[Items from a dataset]
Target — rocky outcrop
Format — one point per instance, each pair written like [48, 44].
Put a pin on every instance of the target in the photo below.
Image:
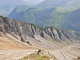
[23, 30]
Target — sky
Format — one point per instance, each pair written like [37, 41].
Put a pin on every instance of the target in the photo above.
[20, 2]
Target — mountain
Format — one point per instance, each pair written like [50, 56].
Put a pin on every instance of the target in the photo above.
[19, 39]
[18, 28]
[49, 13]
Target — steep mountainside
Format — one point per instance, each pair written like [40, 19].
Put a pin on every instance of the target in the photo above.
[49, 13]
[24, 30]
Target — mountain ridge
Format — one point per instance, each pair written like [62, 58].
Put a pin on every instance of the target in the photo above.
[26, 29]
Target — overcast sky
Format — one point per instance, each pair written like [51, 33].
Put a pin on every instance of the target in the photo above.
[20, 2]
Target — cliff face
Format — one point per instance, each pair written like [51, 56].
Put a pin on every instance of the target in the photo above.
[18, 28]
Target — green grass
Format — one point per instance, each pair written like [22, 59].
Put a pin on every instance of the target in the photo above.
[53, 41]
[36, 57]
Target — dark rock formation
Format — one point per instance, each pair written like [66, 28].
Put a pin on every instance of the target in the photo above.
[26, 29]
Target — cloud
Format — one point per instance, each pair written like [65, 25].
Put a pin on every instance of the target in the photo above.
[19, 2]
[33, 1]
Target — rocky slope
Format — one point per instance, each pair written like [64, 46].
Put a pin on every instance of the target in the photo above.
[50, 13]
[18, 39]
[23, 30]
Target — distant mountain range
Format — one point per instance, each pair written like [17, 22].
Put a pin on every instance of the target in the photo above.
[57, 13]
[25, 31]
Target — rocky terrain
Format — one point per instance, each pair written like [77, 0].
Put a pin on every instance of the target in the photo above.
[18, 39]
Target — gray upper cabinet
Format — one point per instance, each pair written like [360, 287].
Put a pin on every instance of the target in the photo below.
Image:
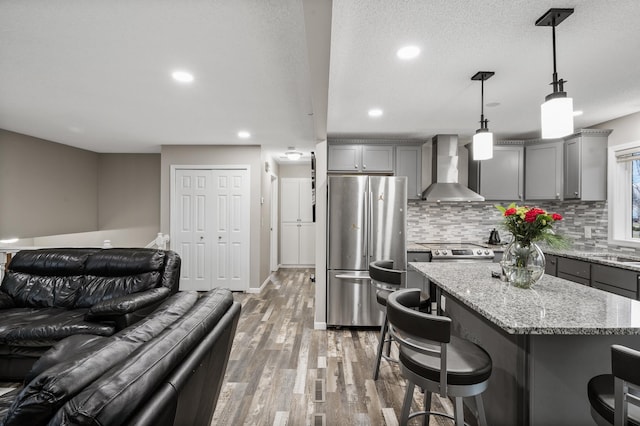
[409, 164]
[500, 178]
[360, 158]
[544, 170]
[345, 158]
[585, 165]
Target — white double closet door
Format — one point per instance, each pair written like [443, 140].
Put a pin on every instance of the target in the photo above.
[210, 228]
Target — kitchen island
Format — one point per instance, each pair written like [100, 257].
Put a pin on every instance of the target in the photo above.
[545, 343]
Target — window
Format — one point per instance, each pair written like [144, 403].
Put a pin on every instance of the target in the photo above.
[624, 194]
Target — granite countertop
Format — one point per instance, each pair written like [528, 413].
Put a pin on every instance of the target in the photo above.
[554, 306]
[599, 256]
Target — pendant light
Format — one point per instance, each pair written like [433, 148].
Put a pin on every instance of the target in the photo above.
[556, 113]
[483, 139]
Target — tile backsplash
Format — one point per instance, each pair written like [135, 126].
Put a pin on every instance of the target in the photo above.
[473, 221]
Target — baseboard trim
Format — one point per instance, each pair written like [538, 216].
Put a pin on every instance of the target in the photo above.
[319, 325]
[258, 290]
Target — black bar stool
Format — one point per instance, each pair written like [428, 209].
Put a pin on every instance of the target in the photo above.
[386, 280]
[614, 397]
[433, 359]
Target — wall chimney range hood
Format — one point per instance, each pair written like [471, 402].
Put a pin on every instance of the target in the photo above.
[444, 173]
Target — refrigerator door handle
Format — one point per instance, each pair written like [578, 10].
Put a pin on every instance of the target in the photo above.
[369, 229]
[353, 277]
[365, 231]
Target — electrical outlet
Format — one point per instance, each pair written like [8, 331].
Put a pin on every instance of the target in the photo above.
[587, 232]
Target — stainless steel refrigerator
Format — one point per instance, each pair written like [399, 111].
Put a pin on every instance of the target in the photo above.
[366, 222]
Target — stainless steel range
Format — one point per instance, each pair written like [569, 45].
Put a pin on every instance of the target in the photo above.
[459, 252]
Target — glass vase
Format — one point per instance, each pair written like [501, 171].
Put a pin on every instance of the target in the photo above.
[523, 265]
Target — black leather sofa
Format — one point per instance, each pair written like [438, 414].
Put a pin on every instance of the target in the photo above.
[49, 294]
[166, 369]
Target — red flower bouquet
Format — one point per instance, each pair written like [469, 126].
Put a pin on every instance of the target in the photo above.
[529, 224]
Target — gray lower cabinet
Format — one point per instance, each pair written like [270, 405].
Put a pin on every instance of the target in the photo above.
[574, 270]
[615, 280]
[543, 170]
[500, 178]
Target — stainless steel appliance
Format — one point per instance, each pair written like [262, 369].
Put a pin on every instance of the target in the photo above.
[366, 222]
[459, 252]
[444, 173]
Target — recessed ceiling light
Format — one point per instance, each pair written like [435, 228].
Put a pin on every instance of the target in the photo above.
[182, 76]
[408, 52]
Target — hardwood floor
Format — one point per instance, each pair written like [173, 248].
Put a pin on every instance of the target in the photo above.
[283, 372]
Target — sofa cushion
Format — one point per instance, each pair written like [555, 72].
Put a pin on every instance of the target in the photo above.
[43, 327]
[117, 272]
[117, 262]
[40, 291]
[117, 394]
[52, 262]
[84, 361]
[98, 289]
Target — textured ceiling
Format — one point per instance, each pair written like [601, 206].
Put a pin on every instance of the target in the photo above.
[96, 74]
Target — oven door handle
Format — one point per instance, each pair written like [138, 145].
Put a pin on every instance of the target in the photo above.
[353, 277]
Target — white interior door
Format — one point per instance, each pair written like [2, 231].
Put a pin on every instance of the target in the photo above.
[211, 228]
[193, 237]
[231, 254]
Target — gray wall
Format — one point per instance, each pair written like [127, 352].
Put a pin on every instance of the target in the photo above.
[268, 182]
[218, 155]
[46, 188]
[625, 129]
[128, 191]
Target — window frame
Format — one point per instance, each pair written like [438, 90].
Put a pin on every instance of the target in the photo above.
[619, 197]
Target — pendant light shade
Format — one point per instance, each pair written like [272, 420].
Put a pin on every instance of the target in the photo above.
[557, 117]
[556, 113]
[482, 147]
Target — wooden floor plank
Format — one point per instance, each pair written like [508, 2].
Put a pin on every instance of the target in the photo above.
[277, 359]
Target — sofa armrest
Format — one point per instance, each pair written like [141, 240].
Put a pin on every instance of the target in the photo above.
[118, 306]
[6, 301]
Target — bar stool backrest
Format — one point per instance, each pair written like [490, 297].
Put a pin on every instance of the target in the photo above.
[385, 277]
[422, 332]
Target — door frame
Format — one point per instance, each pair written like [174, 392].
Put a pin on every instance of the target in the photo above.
[173, 226]
[274, 236]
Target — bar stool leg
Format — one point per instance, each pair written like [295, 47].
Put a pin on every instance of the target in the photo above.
[383, 335]
[406, 405]
[459, 411]
[482, 419]
[427, 407]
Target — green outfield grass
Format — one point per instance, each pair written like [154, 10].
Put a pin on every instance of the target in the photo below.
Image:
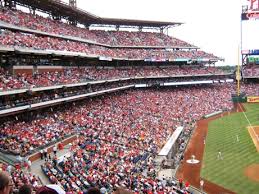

EXERCISE OBJECTIVE — Can you reproduce all the items above word for word, leaving the pictures out?

SOLUTION TO THE PROBLEM —
Target — rocky outcrop
Format — one point per instance, each pair written like [48, 44].
Put a pin on every instance of the target in the photo below.
Image:
[23, 30]
Target — sky
Format — one point per instance, each pair written like [37, 41].
Put a pin on every instance of the target in the photo above.
[20, 2]
Target — mountain
Format — one point per instance, each pair written like [50, 56].
Put a pin on every instance of the target in the photo above.
[19, 39]
[18, 28]
[49, 13]
Target — steep mountainside
Format — one point per instance, each pair written like [40, 19].
Put a pin on every instance of the target in the photo above.
[49, 13]
[24, 30]
Target — mountain ridge
Format — one point per instance, each pair written like [62, 58].
Put a pin on every instance of the target in the photo above.
[26, 29]
Target — overcast sky
Format — one point per instance, each pair written like [51, 33].
Put a pin on every instance of the target in the photo above.
[20, 2]
Target — cliff face
Format — one point per instance, each pair written like [51, 56].
Put a pin on every instance of the target in the photo above.
[18, 28]
Target — green grass
Format — one point per instance, each pair written like [22, 59].
Put a pin on every instance of the target in the photo above.
[53, 41]
[36, 57]
Target — dark rock formation
Format — one point per instance, each pair written like [66, 28].
Put a pin on every instance of the target in the photo above.
[26, 29]
Target — cloud
Format — one point per instance, each pair written like [65, 25].
Put a pin on every instance of the target in the photo above.
[19, 2]
[33, 1]
Target — rocky slope
Format — one point per instance, each pair written like [64, 46].
Put a pin on every instance of the target in the photo above.
[50, 13]
[18, 39]
[23, 30]
Target — distant mountain range
Format — one point per instance, each pair written like [17, 22].
Put a pin on every instance of the target in the photo above.
[57, 13]
[25, 31]
Target — rocky terrain
Format — one point per instance, each pair written like [77, 0].
Put a pin on every instance of the target in the photo above.
[18, 39]
Target — gray upper cabinet
Format — one point per instance, each pair written like [360, 287].
Put a pin on every instance of the target in the photo below.
Image:
[409, 164]
[500, 178]
[360, 158]
[544, 170]
[345, 158]
[585, 165]
Target — white double closet door
Format — one point per instance, each pair written like [443, 140].
Put a pin on every instance of the target in the photo above.
[210, 228]
Target — kitchen island
Format — one point per instance, each pair written like [100, 257].
Put a pin on every instance of the target in the photo above.
[545, 343]
Target — window
Format — one point per instance, each pair written like [144, 403].
Put a pin on every instance of the target in the photo above.
[624, 194]
Target — granite countertop
Format — one point per instance, each pair written like [528, 413].
Put a pin on every instance of the target in the photo above.
[554, 306]
[599, 256]
Target — pendant light
Format — one point per instance, each pair written like [433, 148].
Put a pin on every instance of the target in the photo above.
[556, 113]
[483, 139]
Target — tile backsplash
Format — one point per instance, each pair written like [135, 126].
Put a pin on every instance of the target in the photo above.
[473, 221]
Target — baseboard trim
Format — one point per instance, each pair written like [538, 216].
Put a pin on every instance of the target in the photo above.
[319, 325]
[258, 290]
Target — black bar stool
Format — one point per instance, each pair written like [428, 209].
Put a pin on every instance of the target in the photo above.
[386, 280]
[614, 397]
[433, 359]
Target — wall chimney range hood
Format — one point per instance, each pair written like [471, 402].
Put a pin on every instance of the target in the photo above.
[444, 173]
Target — refrigerator door handle
Format — one point per instance, each pair written like [578, 10].
Put a pin on every instance of the target in the photo above.
[369, 229]
[353, 277]
[365, 231]
Target — electrical outlet
Format — one point per instance, each pair written like [8, 331].
Put a pin on every instance of the target in the photo above.
[587, 232]
Target — stainless steel refrigerator
Format — one point per instance, each pair written like [399, 111].
Put a pin on every instance of the target in the photo above.
[366, 222]
Target — stainless steel range
Format — one point per instance, each pair written like [569, 45].
Put a pin on every instance of the target in the photo above.
[459, 252]
Target — glass vase
Format — one point per instance, each pair written like [501, 171].
Put a pin on every instance of the target in the photo above.
[523, 265]
Target — black leather sofa
Format — one point per instance, each pair written like [438, 414].
Put a pin on every instance of the target in the photo above.
[49, 294]
[166, 369]
Target — red flower bouquet
Format — one point per instance, each pair written like [469, 126].
Put a pin on every instance of the target in the photo above.
[529, 224]
Target — gray lower cabinet
Format — one point per instance, each pair written like [270, 405].
Put a pin on every instance of the target in the photo above.
[574, 270]
[615, 280]
[543, 170]
[500, 178]
Target — stainless steel appliance
Format — one point per instance, each pair written like [262, 369].
Put a pin on every instance of the target in the photo above.
[366, 222]
[459, 252]
[444, 173]
Target — recessed ceiling light
Format — one point per instance, each pair written like [435, 228].
Put a pin on every instance of the target in the photo above.
[182, 76]
[408, 52]
Target — hardwood floor
Format — one point per instance, each pair written like [173, 248].
Put a pin on every instance of the target in the photo above.
[283, 372]
Target — sofa cushion
Format — one point per instance, each pair written like [555, 72].
Put a pin on every instance of the target in the photo above.
[43, 327]
[117, 272]
[117, 262]
[40, 291]
[117, 394]
[52, 262]
[84, 361]
[98, 289]
Target — textured ceiling
Format — one point per instance, each pair written like [601, 206].
Put a pin on every instance of the target in the photo above.
[96, 74]
Target — oven door handle
Format — one point per instance, each pair written like [138, 145].
Put a pin on every instance of the target in the photo above.
[353, 277]
Target — white interior door
Format — one point per instance, each pair written like [2, 231].
Put a pin on every instance of the target in the photo above.
[211, 228]
[193, 237]
[231, 254]
Target — gray wall
Format — one point per instance, each pair written like [127, 352].
Put a pin on every instance of the target in the photo above.
[268, 182]
[218, 155]
[46, 188]
[625, 129]
[128, 191]
Target — window frame
Format — one point per instance, each pair written like [438, 90].
Put a pin on every instance of the target in the photo above.
[619, 197]
Target — pendant light shade
Format — one point per instance, each pair written like [272, 420].
Put a pin on every instance of the target in the photo above.
[557, 117]
[556, 113]
[482, 147]
Target — wooden floor plank
Format — one point per instance, each pair written like [508, 2].
Put a pin on every instance of the target in the photo above.
[277, 359]
Target — sofa armrest
Format — one point per instance, each pair written like [141, 240].
Put a pin on every instance of the target in the photo above.
[118, 306]
[6, 301]
Target — bar stool backrest
Format — one point per instance, each pair written like [490, 297].
Put a pin on every instance of the target in the photo above.
[385, 277]
[422, 332]
Target — door frame
Format — one point per instance, each pair written like [174, 392].
Put a pin on every instance of the target in the photo above.
[173, 226]
[274, 236]
Target — bar stool leg
Format — one point per instance, each pair written like [295, 47].
Put a pin on every instance of the target in the photo above.
[383, 335]
[406, 405]
[459, 411]
[482, 419]
[427, 407]
Target — green outfield grass
Format — one point per instance, each pair written like [154, 10].
Put a pin on every instance of the target in the photo below.
Image:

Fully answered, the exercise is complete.